Assignment:
Every line from the one holding "Tag the antique" through the final line of the entries is to be reproduced exactly, and no other line.

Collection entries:

============================================================

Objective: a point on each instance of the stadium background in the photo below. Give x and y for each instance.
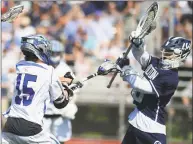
(92, 32)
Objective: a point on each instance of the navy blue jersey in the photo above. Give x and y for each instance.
(164, 84)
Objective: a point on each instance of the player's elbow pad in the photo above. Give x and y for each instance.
(61, 102)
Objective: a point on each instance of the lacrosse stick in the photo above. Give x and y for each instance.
(146, 22)
(12, 13)
(106, 68)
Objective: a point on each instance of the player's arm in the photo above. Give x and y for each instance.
(132, 77)
(138, 50)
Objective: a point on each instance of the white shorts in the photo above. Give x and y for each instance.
(42, 138)
(60, 127)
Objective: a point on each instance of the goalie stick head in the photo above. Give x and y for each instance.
(174, 51)
(37, 45)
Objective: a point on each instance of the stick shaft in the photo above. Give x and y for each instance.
(115, 74)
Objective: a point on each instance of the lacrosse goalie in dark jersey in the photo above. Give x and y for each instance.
(152, 92)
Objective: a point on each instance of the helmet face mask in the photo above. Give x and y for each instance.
(174, 51)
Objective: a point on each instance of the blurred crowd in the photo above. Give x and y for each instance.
(90, 31)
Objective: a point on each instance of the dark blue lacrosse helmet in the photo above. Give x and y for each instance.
(37, 45)
(174, 51)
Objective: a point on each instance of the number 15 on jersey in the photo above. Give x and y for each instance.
(25, 94)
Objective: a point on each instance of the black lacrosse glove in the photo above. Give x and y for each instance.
(121, 62)
(69, 75)
(76, 85)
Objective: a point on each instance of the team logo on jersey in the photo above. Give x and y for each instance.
(157, 142)
(151, 72)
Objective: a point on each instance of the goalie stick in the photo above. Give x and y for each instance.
(12, 13)
(142, 29)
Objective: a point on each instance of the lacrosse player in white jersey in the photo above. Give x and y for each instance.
(36, 84)
(58, 122)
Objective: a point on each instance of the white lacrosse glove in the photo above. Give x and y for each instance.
(135, 40)
(107, 67)
(128, 70)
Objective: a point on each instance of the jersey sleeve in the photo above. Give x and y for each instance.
(141, 55)
(163, 86)
(56, 89)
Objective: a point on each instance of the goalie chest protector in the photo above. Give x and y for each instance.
(164, 84)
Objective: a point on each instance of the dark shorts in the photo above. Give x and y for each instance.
(135, 136)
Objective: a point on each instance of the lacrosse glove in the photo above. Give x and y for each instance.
(107, 67)
(121, 62)
(128, 70)
(69, 90)
(70, 76)
(135, 40)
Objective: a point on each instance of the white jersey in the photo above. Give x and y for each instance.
(36, 84)
(70, 110)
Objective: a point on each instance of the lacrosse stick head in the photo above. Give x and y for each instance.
(107, 67)
(12, 13)
(147, 22)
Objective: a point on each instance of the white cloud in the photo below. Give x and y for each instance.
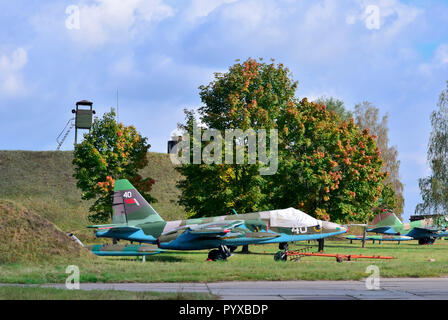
(11, 82)
(202, 8)
(117, 20)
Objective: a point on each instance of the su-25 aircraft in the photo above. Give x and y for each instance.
(135, 220)
(425, 231)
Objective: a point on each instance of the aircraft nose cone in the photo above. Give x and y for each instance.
(333, 227)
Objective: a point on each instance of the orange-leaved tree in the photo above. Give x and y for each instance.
(110, 151)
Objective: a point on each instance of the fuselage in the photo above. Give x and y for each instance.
(253, 228)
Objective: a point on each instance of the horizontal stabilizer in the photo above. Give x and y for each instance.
(114, 228)
(124, 250)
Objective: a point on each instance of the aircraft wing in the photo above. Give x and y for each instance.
(215, 228)
(420, 230)
(211, 229)
(114, 228)
(387, 230)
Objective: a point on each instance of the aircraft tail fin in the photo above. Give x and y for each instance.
(130, 207)
(385, 219)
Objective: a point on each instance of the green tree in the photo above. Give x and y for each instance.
(110, 151)
(327, 167)
(367, 117)
(434, 189)
(249, 96)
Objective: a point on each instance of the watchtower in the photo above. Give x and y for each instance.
(83, 116)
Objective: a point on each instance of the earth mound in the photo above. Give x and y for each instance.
(27, 237)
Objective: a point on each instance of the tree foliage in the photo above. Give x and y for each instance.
(328, 167)
(110, 151)
(335, 105)
(434, 189)
(250, 95)
(367, 116)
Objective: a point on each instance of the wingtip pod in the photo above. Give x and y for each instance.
(386, 218)
(123, 184)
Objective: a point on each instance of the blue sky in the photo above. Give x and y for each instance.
(157, 53)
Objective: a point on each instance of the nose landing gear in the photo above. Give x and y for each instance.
(220, 254)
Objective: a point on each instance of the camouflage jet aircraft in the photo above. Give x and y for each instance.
(425, 231)
(135, 220)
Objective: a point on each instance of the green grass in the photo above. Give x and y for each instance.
(180, 266)
(42, 181)
(36, 293)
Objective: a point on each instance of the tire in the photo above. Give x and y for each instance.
(216, 255)
(280, 256)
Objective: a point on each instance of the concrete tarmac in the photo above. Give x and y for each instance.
(389, 289)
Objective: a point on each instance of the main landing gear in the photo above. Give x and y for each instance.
(222, 253)
(428, 240)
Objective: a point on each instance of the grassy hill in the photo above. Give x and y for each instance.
(34, 239)
(42, 181)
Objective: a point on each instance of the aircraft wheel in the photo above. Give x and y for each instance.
(280, 256)
(426, 241)
(216, 255)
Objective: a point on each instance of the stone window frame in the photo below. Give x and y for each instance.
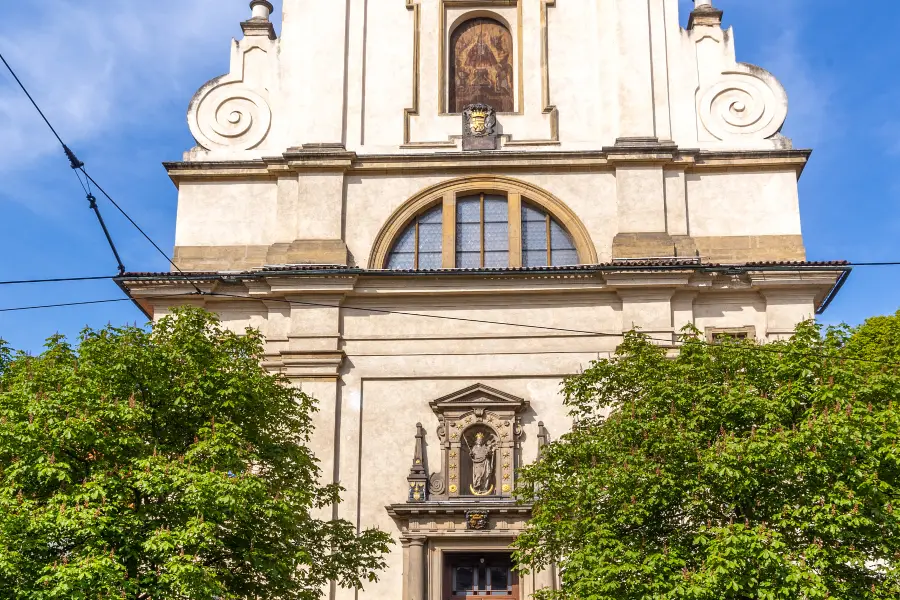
(506, 12)
(446, 194)
(713, 334)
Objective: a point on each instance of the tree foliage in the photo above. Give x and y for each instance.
(729, 471)
(165, 464)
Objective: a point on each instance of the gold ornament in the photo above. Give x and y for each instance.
(479, 120)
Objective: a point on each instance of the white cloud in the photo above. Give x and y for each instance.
(95, 65)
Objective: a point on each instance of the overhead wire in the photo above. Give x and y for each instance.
(58, 280)
(79, 166)
(581, 332)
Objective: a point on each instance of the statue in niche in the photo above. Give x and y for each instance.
(482, 455)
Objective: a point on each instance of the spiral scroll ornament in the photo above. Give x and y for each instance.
(229, 116)
(743, 105)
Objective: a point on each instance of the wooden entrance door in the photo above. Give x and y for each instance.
(482, 576)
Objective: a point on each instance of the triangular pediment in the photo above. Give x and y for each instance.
(479, 396)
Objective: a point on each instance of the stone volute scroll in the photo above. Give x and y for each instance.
(480, 439)
(418, 476)
(231, 114)
(738, 103)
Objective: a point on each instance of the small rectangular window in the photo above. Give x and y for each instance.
(718, 334)
(480, 576)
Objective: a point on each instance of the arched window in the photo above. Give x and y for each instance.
(544, 241)
(419, 246)
(491, 231)
(481, 66)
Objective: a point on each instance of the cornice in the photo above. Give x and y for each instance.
(336, 285)
(296, 161)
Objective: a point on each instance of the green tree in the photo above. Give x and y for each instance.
(165, 464)
(729, 471)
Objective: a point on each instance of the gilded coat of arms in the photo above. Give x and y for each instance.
(479, 120)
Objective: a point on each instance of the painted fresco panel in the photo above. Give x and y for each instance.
(481, 66)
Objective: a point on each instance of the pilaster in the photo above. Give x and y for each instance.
(314, 56)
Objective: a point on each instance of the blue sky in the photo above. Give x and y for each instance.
(115, 78)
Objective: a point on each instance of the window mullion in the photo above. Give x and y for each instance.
(448, 250)
(482, 231)
(514, 202)
(416, 247)
(549, 242)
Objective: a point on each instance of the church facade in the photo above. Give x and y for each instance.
(436, 210)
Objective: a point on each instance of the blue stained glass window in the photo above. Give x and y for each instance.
(544, 241)
(482, 232)
(482, 237)
(420, 244)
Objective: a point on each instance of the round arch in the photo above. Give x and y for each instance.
(431, 196)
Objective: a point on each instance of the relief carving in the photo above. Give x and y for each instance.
(745, 102)
(232, 112)
(481, 442)
(229, 115)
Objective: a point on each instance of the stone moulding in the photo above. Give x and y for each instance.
(228, 114)
(587, 252)
(232, 113)
(746, 101)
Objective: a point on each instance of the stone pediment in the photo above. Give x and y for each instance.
(479, 396)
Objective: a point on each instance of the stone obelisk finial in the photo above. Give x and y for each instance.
(418, 476)
(705, 15)
(259, 23)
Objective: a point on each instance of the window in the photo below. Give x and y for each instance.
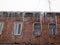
(28, 15)
(37, 29)
(37, 15)
(17, 28)
(1, 27)
(52, 28)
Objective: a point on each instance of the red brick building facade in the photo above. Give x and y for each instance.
(27, 27)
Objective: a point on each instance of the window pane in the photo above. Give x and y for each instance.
(17, 28)
(1, 26)
(52, 28)
(37, 29)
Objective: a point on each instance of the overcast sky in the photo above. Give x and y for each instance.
(29, 5)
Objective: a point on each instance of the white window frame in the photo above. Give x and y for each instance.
(40, 24)
(1, 27)
(15, 26)
(55, 30)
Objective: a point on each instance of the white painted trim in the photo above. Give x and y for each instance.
(21, 27)
(49, 29)
(40, 24)
(2, 27)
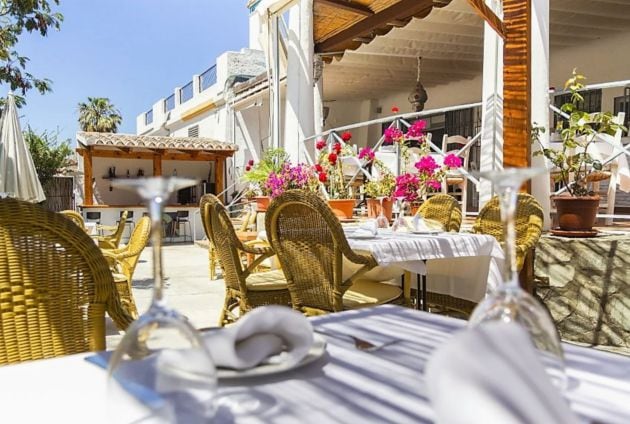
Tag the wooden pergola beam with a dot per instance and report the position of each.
(349, 6)
(517, 66)
(489, 16)
(400, 10)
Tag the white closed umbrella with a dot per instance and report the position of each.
(18, 177)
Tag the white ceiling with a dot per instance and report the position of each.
(450, 41)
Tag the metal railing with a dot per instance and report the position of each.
(148, 117)
(169, 103)
(186, 93)
(208, 78)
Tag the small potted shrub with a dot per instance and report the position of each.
(576, 169)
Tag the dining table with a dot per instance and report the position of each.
(344, 385)
(464, 265)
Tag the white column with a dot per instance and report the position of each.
(492, 109)
(299, 109)
(540, 98)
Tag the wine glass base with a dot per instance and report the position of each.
(513, 305)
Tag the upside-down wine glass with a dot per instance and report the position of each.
(400, 221)
(508, 302)
(381, 219)
(161, 361)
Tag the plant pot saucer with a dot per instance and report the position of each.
(573, 233)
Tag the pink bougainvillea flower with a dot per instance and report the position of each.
(417, 129)
(392, 135)
(426, 165)
(332, 158)
(452, 161)
(366, 153)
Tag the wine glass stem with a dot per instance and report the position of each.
(156, 207)
(508, 212)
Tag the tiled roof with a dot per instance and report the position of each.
(154, 142)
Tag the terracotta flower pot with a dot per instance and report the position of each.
(342, 208)
(262, 203)
(576, 213)
(374, 208)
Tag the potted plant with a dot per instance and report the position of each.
(576, 168)
(379, 189)
(256, 174)
(330, 174)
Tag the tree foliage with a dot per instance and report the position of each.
(99, 115)
(17, 16)
(49, 154)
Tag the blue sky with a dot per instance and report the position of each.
(132, 51)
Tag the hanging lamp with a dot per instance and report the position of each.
(418, 97)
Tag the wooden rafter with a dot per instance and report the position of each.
(348, 5)
(489, 16)
(401, 10)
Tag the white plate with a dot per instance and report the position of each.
(317, 351)
(427, 231)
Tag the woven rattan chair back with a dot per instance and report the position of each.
(310, 244)
(529, 223)
(55, 286)
(75, 217)
(443, 208)
(222, 235)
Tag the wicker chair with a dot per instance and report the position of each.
(123, 262)
(112, 240)
(75, 217)
(443, 208)
(310, 244)
(55, 286)
(529, 224)
(244, 289)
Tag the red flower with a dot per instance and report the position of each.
(320, 144)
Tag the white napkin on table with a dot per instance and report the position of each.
(260, 334)
(492, 374)
(366, 228)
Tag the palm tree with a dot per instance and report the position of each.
(99, 115)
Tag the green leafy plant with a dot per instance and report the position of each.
(48, 153)
(17, 16)
(98, 114)
(272, 161)
(574, 163)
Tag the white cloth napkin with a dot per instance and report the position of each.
(259, 335)
(493, 374)
(366, 229)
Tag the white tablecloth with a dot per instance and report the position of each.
(462, 265)
(345, 386)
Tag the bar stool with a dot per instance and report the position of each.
(183, 218)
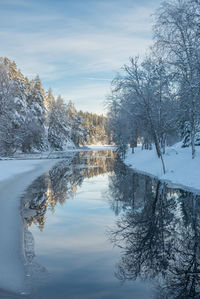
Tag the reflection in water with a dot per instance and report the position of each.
(61, 182)
(159, 232)
(54, 187)
(158, 228)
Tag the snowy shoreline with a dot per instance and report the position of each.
(181, 169)
(9, 167)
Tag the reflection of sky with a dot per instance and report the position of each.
(75, 249)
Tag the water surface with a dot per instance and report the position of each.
(93, 228)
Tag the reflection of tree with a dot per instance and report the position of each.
(159, 233)
(61, 182)
(183, 276)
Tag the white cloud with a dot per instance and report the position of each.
(78, 48)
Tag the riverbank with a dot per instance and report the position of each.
(181, 169)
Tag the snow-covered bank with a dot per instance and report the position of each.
(15, 177)
(181, 169)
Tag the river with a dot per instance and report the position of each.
(94, 228)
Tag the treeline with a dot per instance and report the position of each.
(97, 132)
(157, 99)
(32, 120)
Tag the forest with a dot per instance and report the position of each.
(156, 99)
(32, 120)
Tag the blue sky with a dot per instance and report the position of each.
(76, 46)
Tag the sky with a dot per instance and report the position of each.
(76, 46)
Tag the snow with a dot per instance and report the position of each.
(15, 176)
(100, 147)
(181, 169)
(10, 168)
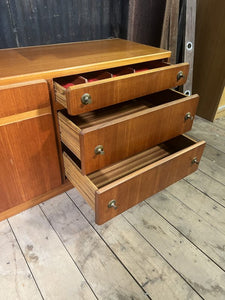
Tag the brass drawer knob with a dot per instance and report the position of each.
(99, 150)
(180, 75)
(112, 203)
(188, 116)
(195, 161)
(86, 99)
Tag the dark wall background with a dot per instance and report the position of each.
(39, 22)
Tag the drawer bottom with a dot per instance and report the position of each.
(114, 189)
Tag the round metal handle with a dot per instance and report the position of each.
(188, 116)
(180, 75)
(112, 203)
(99, 150)
(195, 161)
(86, 99)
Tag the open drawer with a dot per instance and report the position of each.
(118, 187)
(105, 136)
(86, 92)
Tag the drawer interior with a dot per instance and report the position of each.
(69, 81)
(117, 111)
(118, 170)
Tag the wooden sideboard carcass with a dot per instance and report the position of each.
(99, 115)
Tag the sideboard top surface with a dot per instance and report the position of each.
(49, 61)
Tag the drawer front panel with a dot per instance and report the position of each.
(135, 133)
(145, 182)
(115, 90)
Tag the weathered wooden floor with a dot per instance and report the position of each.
(171, 246)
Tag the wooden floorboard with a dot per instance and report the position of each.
(171, 246)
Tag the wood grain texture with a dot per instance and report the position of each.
(200, 203)
(135, 187)
(209, 71)
(130, 188)
(69, 134)
(81, 182)
(205, 277)
(138, 122)
(51, 61)
(122, 88)
(28, 161)
(129, 135)
(189, 38)
(179, 215)
(41, 247)
(14, 270)
(23, 97)
(34, 201)
(25, 116)
(156, 276)
(91, 254)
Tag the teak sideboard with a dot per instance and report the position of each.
(101, 116)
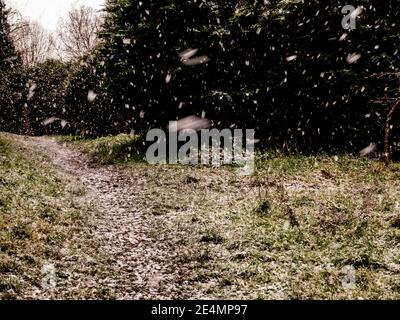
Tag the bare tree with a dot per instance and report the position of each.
(78, 32)
(32, 41)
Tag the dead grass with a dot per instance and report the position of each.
(285, 233)
(42, 223)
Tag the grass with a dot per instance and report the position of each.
(288, 232)
(43, 226)
(110, 149)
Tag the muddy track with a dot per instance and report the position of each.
(141, 267)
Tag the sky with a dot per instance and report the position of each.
(49, 12)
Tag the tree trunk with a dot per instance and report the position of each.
(388, 131)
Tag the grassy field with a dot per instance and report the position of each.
(290, 231)
(287, 232)
(44, 229)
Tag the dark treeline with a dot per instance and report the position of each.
(285, 68)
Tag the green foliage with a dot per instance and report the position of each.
(285, 68)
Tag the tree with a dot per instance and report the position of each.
(33, 42)
(78, 33)
(11, 80)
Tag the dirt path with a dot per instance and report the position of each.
(141, 267)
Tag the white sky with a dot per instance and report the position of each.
(49, 12)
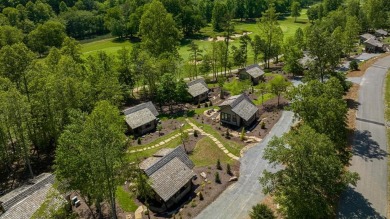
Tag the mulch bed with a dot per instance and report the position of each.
(362, 69)
(269, 113)
(210, 191)
(168, 126)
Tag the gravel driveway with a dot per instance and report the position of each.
(237, 200)
(369, 198)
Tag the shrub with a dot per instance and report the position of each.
(227, 134)
(228, 170)
(261, 211)
(217, 179)
(242, 136)
(159, 128)
(353, 65)
(219, 167)
(193, 204)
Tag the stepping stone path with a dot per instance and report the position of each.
(159, 144)
(194, 127)
(215, 140)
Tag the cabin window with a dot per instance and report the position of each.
(148, 125)
(225, 117)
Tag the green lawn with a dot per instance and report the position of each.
(133, 157)
(266, 97)
(112, 45)
(231, 146)
(125, 200)
(207, 153)
(138, 156)
(387, 40)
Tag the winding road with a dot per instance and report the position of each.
(237, 200)
(369, 198)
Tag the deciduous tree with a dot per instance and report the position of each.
(158, 30)
(312, 175)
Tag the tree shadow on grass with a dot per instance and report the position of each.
(364, 146)
(354, 205)
(352, 104)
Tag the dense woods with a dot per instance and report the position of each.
(52, 97)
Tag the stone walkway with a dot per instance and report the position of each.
(194, 127)
(159, 144)
(27, 207)
(215, 140)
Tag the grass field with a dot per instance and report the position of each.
(231, 146)
(207, 153)
(112, 45)
(125, 200)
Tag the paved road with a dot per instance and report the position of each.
(369, 198)
(237, 200)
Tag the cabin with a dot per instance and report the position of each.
(381, 33)
(170, 173)
(252, 72)
(238, 111)
(374, 46)
(142, 118)
(198, 90)
(365, 37)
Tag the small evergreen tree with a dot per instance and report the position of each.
(242, 136)
(228, 170)
(217, 178)
(159, 128)
(201, 196)
(261, 211)
(219, 167)
(227, 134)
(353, 65)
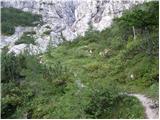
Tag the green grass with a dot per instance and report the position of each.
(80, 79)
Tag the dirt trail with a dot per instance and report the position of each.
(151, 108)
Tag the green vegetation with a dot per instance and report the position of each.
(47, 32)
(11, 17)
(85, 78)
(27, 38)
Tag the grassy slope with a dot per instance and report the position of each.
(41, 98)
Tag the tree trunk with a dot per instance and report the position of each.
(134, 33)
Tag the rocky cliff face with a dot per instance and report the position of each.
(70, 18)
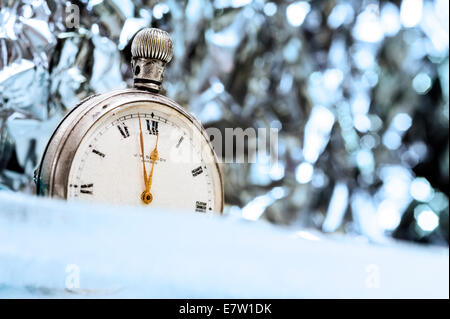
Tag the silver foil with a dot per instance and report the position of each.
(359, 91)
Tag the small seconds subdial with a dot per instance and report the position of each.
(145, 156)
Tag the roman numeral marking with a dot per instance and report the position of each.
(98, 153)
(153, 128)
(179, 141)
(197, 171)
(200, 207)
(86, 188)
(123, 130)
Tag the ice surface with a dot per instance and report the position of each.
(136, 252)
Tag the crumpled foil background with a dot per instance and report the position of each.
(358, 89)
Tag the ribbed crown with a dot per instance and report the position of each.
(152, 43)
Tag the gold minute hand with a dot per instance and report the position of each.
(154, 157)
(146, 197)
(141, 139)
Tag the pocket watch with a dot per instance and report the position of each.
(134, 146)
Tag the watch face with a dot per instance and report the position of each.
(146, 153)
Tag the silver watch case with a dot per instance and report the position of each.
(53, 172)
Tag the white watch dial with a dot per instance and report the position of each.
(107, 166)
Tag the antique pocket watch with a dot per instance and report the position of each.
(134, 146)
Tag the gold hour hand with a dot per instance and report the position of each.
(146, 196)
(153, 157)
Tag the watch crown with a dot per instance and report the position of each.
(152, 43)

============================================================

Problem solution:
Tag the antique pocket watch with a dot per instance and report the position of each.
(134, 146)
Tag the gold hour hand with a dot per instance and report the position of each.
(146, 196)
(153, 157)
Tag the watch crown with a dot per instance and report the position of each.
(152, 43)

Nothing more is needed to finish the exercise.